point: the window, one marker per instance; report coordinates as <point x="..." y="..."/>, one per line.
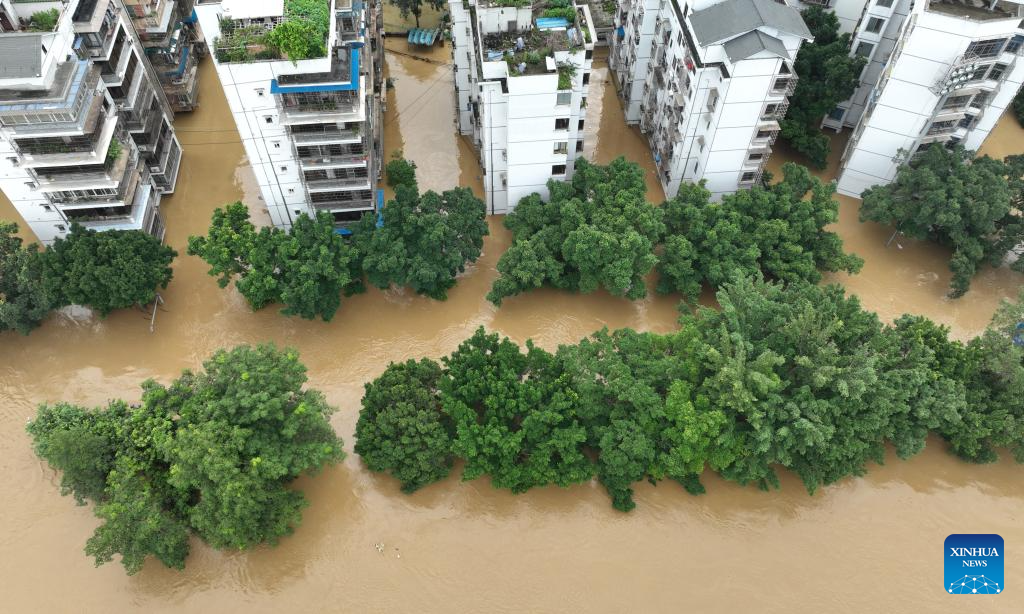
<point x="713" y="100"/>
<point x="998" y="70"/>
<point x="985" y="48"/>
<point x="940" y="127"/>
<point x="955" y="101"/>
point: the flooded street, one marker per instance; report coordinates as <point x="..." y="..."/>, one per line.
<point x="468" y="547"/>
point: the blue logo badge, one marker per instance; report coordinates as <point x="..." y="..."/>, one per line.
<point x="974" y="564"/>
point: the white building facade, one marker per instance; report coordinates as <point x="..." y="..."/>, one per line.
<point x="944" y="72"/>
<point x="311" y="129"/>
<point x="708" y="82"/>
<point x="85" y="130"/>
<point x="521" y="84"/>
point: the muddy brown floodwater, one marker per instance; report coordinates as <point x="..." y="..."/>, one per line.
<point x="860" y="544"/>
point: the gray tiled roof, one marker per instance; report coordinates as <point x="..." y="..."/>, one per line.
<point x="748" y="44"/>
<point x="20" y="55"/>
<point x="726" y="19"/>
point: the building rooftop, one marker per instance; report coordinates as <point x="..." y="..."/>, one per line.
<point x="20" y="56"/>
<point x="752" y="43"/>
<point x="250" y="9"/>
<point x="727" y="19"/>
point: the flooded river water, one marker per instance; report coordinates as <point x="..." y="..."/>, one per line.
<point x="467" y="547"/>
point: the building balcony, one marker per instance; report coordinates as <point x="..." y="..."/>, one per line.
<point x="330" y="185"/>
<point x="327" y="137"/>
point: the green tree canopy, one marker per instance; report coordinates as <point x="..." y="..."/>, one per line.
<point x="774" y="230"/>
<point x="401" y="428"/>
<point x="25" y="298"/>
<point x="212" y="453"/>
<point x="305" y="268"/>
<point x="597" y="230"/>
<point x="965" y="203"/>
<point x="107" y="270"/>
<point x="827" y="75"/>
<point x="426" y="239"/>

# [WHAT TO WORK ON]
Find the line that contains "point: the building balcony, one". Write out that line and every line after it through the end of the data, exactly, and nothing else.

# [REPLY]
point: the building balcony, one marker per instance; report coordinates as <point x="..." y="..."/>, one per line.
<point x="330" y="185"/>
<point x="327" y="137"/>
point: the green tree canopy, one marker per instance; report coordinates as <point x="..." y="..."/>, one per line.
<point x="774" y="230"/>
<point x="401" y="428"/>
<point x="25" y="298"/>
<point x="212" y="453"/>
<point x="305" y="268"/>
<point x="597" y="230"/>
<point x="965" y="203"/>
<point x="107" y="270"/>
<point x="827" y="75"/>
<point x="426" y="239"/>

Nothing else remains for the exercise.